Dataset excerpts
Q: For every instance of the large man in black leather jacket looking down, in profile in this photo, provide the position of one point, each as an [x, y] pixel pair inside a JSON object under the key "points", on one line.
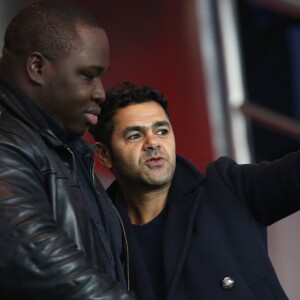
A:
{"points": [[60, 235]]}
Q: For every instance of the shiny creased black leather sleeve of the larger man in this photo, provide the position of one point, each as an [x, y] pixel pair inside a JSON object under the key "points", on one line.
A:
{"points": [[37, 259]]}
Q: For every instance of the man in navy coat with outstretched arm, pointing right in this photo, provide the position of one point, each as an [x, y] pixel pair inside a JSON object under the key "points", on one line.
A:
{"points": [[190, 235]]}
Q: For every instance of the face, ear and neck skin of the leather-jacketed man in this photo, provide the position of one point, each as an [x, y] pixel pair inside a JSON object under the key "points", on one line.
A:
{"points": [[70, 89]]}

**What you have to do:** Read through the entries and copy each line in which "black" appears.

**Problem solution:**
Q: For every instance of the large man in black leather jacket looking down, in profile in this photo, provide the position of one point, each as an [x, y] pixel pair inside a JSON object under the key "points", on one line.
Q: For every instance of the shiny creased black leather sleeve of the larger man in this photo, provide the position of one point, each as an [x, y] pixel pair inside a JSON object under the key "points", on one line.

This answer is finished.